**Directive 1**
Print the passage on collective communication, starting at the words that include "BACKGROUND OF THE" and stopping after "from such operations.".
**Directive 2**
Say whether each statement agrees with the passage on collective communication. Answer yes or no and quote the words that decide it.
(a) On BlueGene/L systems, a DMA engine injects and receives each packet.
(b) A 2 dimensional broadcast could achieve 4 links worth of bandwidth.
(c) MPI allreduce broadcasts data to all the processes in the communicator.

**Passage**
•••

BACKGROUND OF THE INVENTION
Collective communication operations involve several processes at a time if not all. Collective communication operations such as MPI (Message Passing Interface) broadcast, which broadcasts data to all the processes in the communicator, and MPI allreduce, which performs reduction operations, are important communication patterns that can often limit the performance and scalability of applications. Thus it is desirable to get the best possible performance from such operations.
BlueGene/L systems, massively parallel computers, break up a long broadcast into several shorter broadcasts. The message is broken up into disjoint submessages, called colors, and the submessages are sent in such a way that different colors use different link on the 3D (dimension) torus. In this way, a single broadcast in 1 dimension of a torus could theoretically achieve 2 links worth of bandwidth (with 2 colors), a 2 dimensional broadcast could achieve 4 links worth of bandwidth, and a 3 dimensional broadcast could achieve 6 links worth of bandwidth. On those systems, however, there is no DMA engine and instead, processors are responsible for injecting and receiving each packet. Accordingly, what is desirable is a method and system that can utilize features of a DMA engine and network so as to achieve high throughput large message collectives. It is also desirable to have a method and system that utilizes those features to realize low latency small message collectives.

•••

**Data shown**
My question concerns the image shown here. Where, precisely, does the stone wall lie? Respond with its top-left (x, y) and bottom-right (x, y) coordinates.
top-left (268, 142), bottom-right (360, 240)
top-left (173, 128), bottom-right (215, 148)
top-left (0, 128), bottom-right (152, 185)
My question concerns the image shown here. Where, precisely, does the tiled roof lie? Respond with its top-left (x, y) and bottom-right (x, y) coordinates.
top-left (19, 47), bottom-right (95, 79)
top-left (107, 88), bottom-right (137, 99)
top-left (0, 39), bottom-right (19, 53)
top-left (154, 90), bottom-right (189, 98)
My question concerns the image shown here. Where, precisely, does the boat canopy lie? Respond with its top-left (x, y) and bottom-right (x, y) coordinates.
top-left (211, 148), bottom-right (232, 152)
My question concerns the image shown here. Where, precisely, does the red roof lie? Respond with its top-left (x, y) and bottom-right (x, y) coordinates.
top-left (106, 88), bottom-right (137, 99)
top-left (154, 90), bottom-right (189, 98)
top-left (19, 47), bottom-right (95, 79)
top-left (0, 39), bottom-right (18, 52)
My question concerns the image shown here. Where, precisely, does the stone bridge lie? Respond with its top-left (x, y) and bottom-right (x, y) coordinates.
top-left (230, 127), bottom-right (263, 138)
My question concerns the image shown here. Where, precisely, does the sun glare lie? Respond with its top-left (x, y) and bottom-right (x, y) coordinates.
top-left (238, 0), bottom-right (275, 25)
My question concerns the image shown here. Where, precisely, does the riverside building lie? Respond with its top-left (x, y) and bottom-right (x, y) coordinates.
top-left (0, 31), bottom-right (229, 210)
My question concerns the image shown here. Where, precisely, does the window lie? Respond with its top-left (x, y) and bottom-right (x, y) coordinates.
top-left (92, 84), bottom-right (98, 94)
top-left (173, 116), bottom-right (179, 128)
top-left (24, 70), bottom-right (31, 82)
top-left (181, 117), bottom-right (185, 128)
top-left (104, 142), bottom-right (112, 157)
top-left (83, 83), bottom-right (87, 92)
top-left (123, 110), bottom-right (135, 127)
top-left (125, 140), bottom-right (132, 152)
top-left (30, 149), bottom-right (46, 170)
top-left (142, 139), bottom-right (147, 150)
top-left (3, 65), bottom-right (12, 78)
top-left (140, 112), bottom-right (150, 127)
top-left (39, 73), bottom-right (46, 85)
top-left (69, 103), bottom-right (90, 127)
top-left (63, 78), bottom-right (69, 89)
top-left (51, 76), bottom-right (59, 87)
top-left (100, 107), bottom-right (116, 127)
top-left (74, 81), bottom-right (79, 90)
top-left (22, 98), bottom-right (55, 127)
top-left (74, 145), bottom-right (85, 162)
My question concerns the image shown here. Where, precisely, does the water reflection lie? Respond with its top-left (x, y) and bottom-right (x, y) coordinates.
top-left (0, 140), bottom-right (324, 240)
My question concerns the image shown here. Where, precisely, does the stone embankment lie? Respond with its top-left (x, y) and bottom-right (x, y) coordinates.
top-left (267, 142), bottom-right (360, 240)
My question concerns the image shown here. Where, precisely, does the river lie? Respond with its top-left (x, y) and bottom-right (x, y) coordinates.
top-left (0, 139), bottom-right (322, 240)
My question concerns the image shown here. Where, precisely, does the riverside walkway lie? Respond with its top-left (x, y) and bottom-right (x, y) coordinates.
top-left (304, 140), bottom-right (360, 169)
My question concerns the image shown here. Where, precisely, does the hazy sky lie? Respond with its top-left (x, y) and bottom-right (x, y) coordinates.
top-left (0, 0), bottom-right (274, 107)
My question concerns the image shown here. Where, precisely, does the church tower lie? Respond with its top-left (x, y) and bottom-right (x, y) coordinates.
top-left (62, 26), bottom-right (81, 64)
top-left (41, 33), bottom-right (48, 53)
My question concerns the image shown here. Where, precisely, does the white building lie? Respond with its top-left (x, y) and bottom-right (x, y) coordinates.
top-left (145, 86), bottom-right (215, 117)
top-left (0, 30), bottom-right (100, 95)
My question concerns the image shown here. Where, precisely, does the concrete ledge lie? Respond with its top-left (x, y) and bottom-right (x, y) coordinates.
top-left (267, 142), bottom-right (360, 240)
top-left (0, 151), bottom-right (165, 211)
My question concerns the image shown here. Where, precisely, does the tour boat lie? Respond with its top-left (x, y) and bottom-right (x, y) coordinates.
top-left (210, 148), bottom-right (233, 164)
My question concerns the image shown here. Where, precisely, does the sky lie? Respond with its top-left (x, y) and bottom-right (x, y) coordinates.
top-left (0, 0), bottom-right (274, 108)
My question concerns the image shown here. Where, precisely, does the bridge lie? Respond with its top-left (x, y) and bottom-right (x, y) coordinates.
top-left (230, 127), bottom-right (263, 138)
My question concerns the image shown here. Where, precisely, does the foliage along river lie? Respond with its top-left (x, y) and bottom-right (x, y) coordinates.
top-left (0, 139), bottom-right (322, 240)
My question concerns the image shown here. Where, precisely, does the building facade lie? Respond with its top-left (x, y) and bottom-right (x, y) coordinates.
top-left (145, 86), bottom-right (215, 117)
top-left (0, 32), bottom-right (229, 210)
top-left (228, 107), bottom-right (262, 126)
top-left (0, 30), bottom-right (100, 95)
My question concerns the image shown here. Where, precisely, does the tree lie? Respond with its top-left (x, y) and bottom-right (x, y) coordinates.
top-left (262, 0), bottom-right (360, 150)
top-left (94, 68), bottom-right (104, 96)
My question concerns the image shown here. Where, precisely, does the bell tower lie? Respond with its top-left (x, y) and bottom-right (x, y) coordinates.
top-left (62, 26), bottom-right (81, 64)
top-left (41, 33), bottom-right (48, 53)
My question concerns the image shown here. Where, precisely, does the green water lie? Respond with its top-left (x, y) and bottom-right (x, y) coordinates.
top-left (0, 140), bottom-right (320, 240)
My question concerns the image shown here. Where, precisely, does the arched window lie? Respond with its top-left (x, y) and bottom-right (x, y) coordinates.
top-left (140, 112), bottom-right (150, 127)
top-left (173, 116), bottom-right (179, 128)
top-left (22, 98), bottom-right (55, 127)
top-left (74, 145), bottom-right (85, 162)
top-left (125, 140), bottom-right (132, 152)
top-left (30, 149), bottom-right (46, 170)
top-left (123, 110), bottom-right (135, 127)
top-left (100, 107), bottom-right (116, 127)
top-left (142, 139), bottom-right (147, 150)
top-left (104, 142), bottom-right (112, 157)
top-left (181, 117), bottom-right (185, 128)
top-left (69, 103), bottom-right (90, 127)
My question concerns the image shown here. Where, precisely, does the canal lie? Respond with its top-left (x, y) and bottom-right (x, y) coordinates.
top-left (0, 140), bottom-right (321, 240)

•••

**Final answer 1**
BACKGROUND OF THE INVENTION
Collective communication operations involve several processes at a time if not all. Collective communication operations such as MPI (Message Passing Interface) broadcast, which broadcasts data to all the processes in the communicator, and MPI allreduce, which performs reduction operations, are important communication patterns that can often limit the performance and scalability of applications. Thus it is desirable to get the best possible performance from such operations.

**Final answer 2**
(a) No: "there is no DMA engine and instead, processors are responsible for injecting and receiving each packet"
(b) Yes: "a 2 dimensional broadcast could achieve 4 links worth of bandwidth"
(c) No: "MPI allreduce, which performs reduction operations"